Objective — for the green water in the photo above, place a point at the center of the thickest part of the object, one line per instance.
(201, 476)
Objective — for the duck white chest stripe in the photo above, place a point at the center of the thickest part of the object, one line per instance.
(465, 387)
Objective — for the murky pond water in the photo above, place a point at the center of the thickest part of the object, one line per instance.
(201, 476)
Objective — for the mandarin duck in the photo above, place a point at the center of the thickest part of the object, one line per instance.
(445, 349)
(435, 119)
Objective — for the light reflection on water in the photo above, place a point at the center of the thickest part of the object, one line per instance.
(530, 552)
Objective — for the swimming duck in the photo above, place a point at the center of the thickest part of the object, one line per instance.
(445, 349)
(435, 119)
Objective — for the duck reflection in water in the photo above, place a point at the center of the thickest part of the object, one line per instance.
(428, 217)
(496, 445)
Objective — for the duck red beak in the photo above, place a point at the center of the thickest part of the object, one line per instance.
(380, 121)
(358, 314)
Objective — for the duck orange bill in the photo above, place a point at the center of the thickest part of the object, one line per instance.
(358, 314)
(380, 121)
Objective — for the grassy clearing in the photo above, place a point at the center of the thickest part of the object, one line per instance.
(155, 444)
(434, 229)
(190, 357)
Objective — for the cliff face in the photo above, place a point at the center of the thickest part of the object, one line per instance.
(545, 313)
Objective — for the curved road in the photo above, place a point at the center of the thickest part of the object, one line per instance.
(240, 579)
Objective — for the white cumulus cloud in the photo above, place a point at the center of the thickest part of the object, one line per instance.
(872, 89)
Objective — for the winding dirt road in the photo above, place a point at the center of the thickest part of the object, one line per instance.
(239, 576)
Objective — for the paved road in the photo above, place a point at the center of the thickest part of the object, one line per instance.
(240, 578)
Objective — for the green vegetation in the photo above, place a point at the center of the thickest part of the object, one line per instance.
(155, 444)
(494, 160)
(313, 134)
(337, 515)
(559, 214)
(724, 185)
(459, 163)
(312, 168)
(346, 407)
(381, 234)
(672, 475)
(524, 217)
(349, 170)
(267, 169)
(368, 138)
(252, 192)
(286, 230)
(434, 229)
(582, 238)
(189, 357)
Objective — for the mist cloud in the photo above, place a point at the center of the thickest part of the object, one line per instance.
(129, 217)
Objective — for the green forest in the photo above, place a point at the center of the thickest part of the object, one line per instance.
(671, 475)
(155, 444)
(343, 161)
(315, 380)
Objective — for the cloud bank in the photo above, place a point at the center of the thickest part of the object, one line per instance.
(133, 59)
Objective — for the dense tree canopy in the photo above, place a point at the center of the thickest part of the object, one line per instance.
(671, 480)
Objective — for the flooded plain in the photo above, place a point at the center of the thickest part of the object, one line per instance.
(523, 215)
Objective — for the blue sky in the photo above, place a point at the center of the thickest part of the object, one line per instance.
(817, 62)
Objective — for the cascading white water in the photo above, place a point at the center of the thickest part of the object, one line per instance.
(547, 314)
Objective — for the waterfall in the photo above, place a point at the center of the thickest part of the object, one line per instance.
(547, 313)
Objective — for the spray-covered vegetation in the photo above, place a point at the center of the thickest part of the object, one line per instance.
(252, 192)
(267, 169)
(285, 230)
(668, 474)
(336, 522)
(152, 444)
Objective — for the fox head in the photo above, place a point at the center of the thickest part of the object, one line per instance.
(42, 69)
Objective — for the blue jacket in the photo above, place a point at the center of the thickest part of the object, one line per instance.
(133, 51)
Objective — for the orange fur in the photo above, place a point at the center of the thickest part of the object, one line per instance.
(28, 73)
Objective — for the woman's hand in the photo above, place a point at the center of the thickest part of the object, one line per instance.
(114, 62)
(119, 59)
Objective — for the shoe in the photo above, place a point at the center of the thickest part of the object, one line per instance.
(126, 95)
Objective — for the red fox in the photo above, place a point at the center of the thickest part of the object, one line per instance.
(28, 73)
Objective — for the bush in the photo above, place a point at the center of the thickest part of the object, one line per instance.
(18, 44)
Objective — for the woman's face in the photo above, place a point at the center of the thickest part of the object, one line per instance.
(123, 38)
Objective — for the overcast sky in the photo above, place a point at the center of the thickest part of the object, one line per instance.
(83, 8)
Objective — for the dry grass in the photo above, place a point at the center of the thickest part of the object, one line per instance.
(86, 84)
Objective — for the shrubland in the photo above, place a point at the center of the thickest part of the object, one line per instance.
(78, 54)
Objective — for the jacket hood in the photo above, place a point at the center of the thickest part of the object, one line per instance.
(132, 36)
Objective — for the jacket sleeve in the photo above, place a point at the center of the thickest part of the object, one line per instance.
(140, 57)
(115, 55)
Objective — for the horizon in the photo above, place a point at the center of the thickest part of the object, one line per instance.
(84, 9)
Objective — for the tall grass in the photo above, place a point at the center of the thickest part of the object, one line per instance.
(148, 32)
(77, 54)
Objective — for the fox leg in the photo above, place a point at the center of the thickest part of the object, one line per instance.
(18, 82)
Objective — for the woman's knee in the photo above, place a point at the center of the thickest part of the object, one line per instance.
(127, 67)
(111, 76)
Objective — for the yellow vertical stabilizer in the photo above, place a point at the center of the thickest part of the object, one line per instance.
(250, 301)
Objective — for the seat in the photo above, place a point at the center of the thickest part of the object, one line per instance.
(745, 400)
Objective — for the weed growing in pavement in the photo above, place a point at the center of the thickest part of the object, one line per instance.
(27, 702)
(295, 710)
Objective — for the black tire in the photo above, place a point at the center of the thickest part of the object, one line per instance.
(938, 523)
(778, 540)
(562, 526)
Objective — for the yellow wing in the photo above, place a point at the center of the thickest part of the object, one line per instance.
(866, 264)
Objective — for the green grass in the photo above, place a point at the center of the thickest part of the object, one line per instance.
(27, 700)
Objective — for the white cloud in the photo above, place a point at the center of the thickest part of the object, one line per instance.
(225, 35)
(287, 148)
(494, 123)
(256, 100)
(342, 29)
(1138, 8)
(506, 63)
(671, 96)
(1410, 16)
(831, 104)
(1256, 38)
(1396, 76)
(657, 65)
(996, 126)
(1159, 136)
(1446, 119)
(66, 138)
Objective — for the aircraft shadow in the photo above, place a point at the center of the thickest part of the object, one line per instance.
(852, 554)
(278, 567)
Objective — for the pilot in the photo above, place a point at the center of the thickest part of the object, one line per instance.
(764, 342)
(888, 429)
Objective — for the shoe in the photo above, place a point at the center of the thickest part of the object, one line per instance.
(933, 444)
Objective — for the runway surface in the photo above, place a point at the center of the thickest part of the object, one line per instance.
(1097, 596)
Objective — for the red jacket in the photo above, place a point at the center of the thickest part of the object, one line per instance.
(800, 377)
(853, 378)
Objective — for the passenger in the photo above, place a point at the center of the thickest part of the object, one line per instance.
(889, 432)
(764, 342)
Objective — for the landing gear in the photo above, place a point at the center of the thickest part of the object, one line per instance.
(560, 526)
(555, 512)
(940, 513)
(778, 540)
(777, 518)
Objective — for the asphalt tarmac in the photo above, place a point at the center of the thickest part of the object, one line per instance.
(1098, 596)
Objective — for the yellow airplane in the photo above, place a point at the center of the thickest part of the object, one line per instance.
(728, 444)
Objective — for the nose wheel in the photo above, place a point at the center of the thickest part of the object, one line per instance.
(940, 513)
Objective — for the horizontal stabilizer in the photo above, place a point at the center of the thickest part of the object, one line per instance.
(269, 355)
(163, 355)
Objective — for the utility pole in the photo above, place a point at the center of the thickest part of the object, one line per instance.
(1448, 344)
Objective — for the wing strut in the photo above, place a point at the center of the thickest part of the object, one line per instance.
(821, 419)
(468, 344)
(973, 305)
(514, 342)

:: Goal of the exercise ::
Format all the entries above as a numbered list, one item per line, with blank lines omitted.

:: Worked solution ::
1. Objective — for the green water in the photo above, place a point at the center of the thickest part of the object, one line per instance.
2. (201, 476)
3. Objective — for the duck white chest stripe in the photo above, place a point at the center of the thickest part of the object, one line per instance.
4. (465, 387)
5. Objective — for the murky pond water in the photo above, place a point at the center of the thickest part of the object, one line per instance.
6. (201, 476)
7. Objective — for the mandarin duck in the photo above, place a point at the center of the thickest part of the object, one line per instance.
8. (445, 349)
9. (435, 119)
10. Objective — for the light reflection on water in the photo above, place a point at the center of the thickest part of the object, one line per instance.
11. (530, 552)
12. Objective — for the swimming duck in the photo above, place a point at the center of the thickest part of the object, one line per instance.
13. (445, 349)
14. (435, 119)
15. Objective — for the duck reflection in water in the photo above, place a point at the center of the thickest part of the object, one line per instance.
16. (428, 217)
17. (496, 445)
18. Objective — for the duck red beak in the photo above, place a point at the center of the thickest part of the object, one line per instance.
19. (380, 121)
20. (358, 314)
21. Objective — for the duck orange bill in the photo above, place a point at the center of the thickest part of the object, one line per instance.
22. (358, 314)
23. (380, 121)
24. Objective — for the grassy clearing in the photo above, place a point at the center of the thickest part of the object, one line per instance.
25. (155, 444)
26. (434, 229)
27. (190, 357)
28. Objective — for the cliff face in the photo above, place a point at the center of the thickest part of the object, one line per instance.
29. (545, 313)
30. Objective — for the curved road in the photo above, place a point at the center of the thickest part of the object, one line per instance.
31. (240, 579)
32. Objective — for the white cumulus cloud in the photo above, place a point at the center of the thickest part of the object, one line per instance.
33. (872, 89)
34. Objective — for the winding dirt road in the photo above, place a point at the center of the thickest part of the object, one line per instance.
35. (239, 576)
36. Objective — for the paved road in the photo above, place a point at the center of the thickest part of the object, one line per instance.
37. (240, 578)
38. Objective — for the green vegetation in the photo above, place a point at the center of the thickest part of the object, one line per instance.
39. (155, 444)
40. (494, 160)
41. (313, 134)
42. (337, 515)
43. (559, 214)
44. (724, 185)
45. (459, 163)
46. (312, 168)
47. (346, 407)
48. (381, 234)
49. (672, 475)
50. (524, 217)
51. (349, 170)
52. (267, 169)
53. (368, 138)
54. (252, 192)
55. (286, 230)
56. (434, 229)
57. (582, 238)
58. (189, 357)
59. Objective — for the mist cloud in the photo above, place a point at the center of the thickest part of the object, one line per instance.
60. (129, 217)
61. Objective — for the green forest in the photo above, place a point at the center of the thickest part of the object, one line per instance.
62. (671, 475)
63. (155, 444)
64. (343, 161)
65. (315, 380)
66. Objective — for the cloud bank in the photo above, place a point at the center of the thickest part of the object, one line per instance.
67. (133, 59)
68. Objective — for the dense tree canopy in the photo above, place a point at the center of the thickest part of the object, one line per instance.
69. (671, 480)
70. Objective — for the flooded plain in the photo above, place a point at the center of the thickest part of the object, one line per instance.
71. (523, 215)
72. Objective — for the blue sky in the photo above, place a point at the center of the thickest part of the object, one line per instance.
73. (817, 62)
74. Objective — for the cascading white water in the photo above, place a point at the center of the thickest part of the object, one line per instance.
75. (547, 314)
76. Objective — for the waterfall in the photo above, place a point at the center of the thickest part of the object, one line per instance.
77. (547, 313)
78. Objective — for the spray-covered vegetation in the photo above, place a point at the center of the thickest part of the object, one line per instance.
79. (252, 192)
80. (267, 169)
81. (285, 230)
82. (668, 474)
83. (336, 522)
84. (152, 444)
85. Objective — for the fox head in the photo above, place a point at the center of the thickest part of the object, one line per instance.
86. (42, 69)
87. Objective — for the blue jacket in the photo above, place a point at the center of the thickest part of the object, one line per instance.
88. (133, 51)
89. Objective — for the orange fur in the photo above, place a point at the center of the thickest part of the object, one line per instance.
90. (28, 73)
91. Objective — for the woman's hand in the photo above, place a point at the center of the thickest part of the object, one line per instance.
92. (114, 62)
93. (119, 59)
94. Objective — for the shoe in the photo above, place a point at the center of the thickest part of the object, one line per instance.
95. (126, 95)
96. Objective — for the red fox in the photo above, place a point at the center of the thickest part of the object, one line per instance.
97. (28, 73)
98. Objective — for the bush in the photo above, place a point at the center of the thickest part of the object, one line per instance.
99. (18, 44)
100. Objective — for the woman's face in the photo above, place a point at the center of the thickest part of the object, one line per instance.
101. (123, 38)
102. Objective — for the overcast sky in the photo above, place a point at the center of the thickest part of the object, one line per instance.
103. (83, 8)
104. Objective — for the dry grass in the photo above, place a point at the center of the thickest part of the object, one line per instance.
105. (86, 84)
106. Objective — for the shrubland in the photo above, place a point at the center of the thickest part of the object, one line per instance.
107. (78, 54)
108. Objective — for the jacket hood in the photo above, place a point at the center of the thickest part of the object, one line per instance.
109. (132, 36)
110. Objective — for the jacket sleeve in the photo above, place a point at the center of the thickest part of the object, one line per instance.
111. (140, 57)
112. (115, 55)
113. Objective — for the horizon in the photo above, place a point at the center of the thickest part of the object, one line per instance.
114. (84, 9)
115. Objective — for the tall grass in the photo above, place a point at the center of the thickest part of the object, one line per instance.
116. (148, 32)
117. (77, 54)
118. Objective — for the fox leg in the photo above, place a point at the center of the thickest part of the object, one line per instance.
119. (18, 82)
120. Objective — for the woman's knee in the photo above, place a point at the center of the thickest part of the object, one line per instance.
121. (127, 67)
122. (111, 76)
123. Objective — for the yellow vertical stabilizer in the photo above, place a point at the center of the thickest part of the object, one line per instance.
124. (250, 301)
125. Objective — for the seat in the photo above, place a point at the center of the thickest part of the object, one line per instance.
126. (745, 400)
127. Objective — for the weed growing in pavement in the photo above, place a point at the center of the thickest part of the object, one line per instance.
128. (27, 702)
129. (295, 710)
130. Objective — for the black tire in the photo above, place a point at the center of the thickest part of the object, one line per instance.
131. (938, 523)
132. (778, 540)
133. (562, 526)
134. Objective — for the yellow wing in the photo above, place a point at the center of the thickest part of the object, one line per instance.
135. (866, 264)
136. Objective — for the green grass in the photo above, place a point at the center of the thickest part of the object, one line per instance.
137. (27, 700)
138. Objective — for the white cloud in the photo above, place a point at the center of the thickest part of the object, one line per instance.
139. (225, 35)
140. (287, 148)
141. (494, 123)
142. (256, 100)
143. (342, 29)
144. (1138, 8)
145. (506, 63)
146. (671, 96)
147. (1410, 16)
148. (831, 104)
149. (1256, 38)
150. (1396, 76)
151. (657, 65)
152. (996, 126)
153. (1159, 136)
154. (1446, 119)
155. (66, 138)
156. Objective — for the aircraft shadow in the photo above, place a point at the center of the thickest part of the object, one line per instance.
157. (852, 554)
158. (278, 567)
159. Objective — for the pilot in the photo above, place a point at the center of the thickest part of the object, one line per instance.
160. (764, 342)
161. (888, 429)
162. Objective — for the shoe in the photo above, place a point at the center of the thickest part of the object, one line per instance.
163. (933, 444)
164. Objective — for the runway surface in the photo above, place a point at the center of the thickest part of the object, one line per instance.
165. (1097, 596)
166. Objective — for the red jacket in the photo above, place a point at the center of the thickest part of the object, one line per instance.
167. (800, 377)
168. (853, 378)
169. Objective — for the passenger in the photo above, place a point at the center of the thickest part of the object, one line per instance.
170. (889, 432)
171. (764, 342)
172. Objective — for the landing gear in the photo above, place a point at the center of the thickest part of the object, one line per instance.
173. (560, 526)
174. (555, 512)
175. (940, 513)
176. (778, 540)
177. (777, 518)
178. Objective — for the asphalt tarmac in the photo above, place a point at the center of the thickest part of the object, one line per instance.
179. (1098, 596)
180. Objective — for the yellow airplane in the photo above, place a point at the center of the thickest part of the object, one line per instance.
181. (728, 444)
182. Objective — for the nose wheel in the photo above, place a point at the center of the thickest part of the object, one line per instance.
183. (940, 513)
184. Objective — for the horizontal stabilizer in the photo above, place a point at the center of the thickest part of the object, one line per instance.
185. (269, 355)
186. (163, 355)
187. Objective — for the utility pole in the photo above, place a point at the center of the thickest part of the object, one line per instance.
188. (1448, 344)
189. Objective — for the wing strut in the photo above, place a point at the center of the thickest part of the object, one line per instance.
190. (821, 419)
191. (468, 344)
192. (973, 305)
193. (514, 342)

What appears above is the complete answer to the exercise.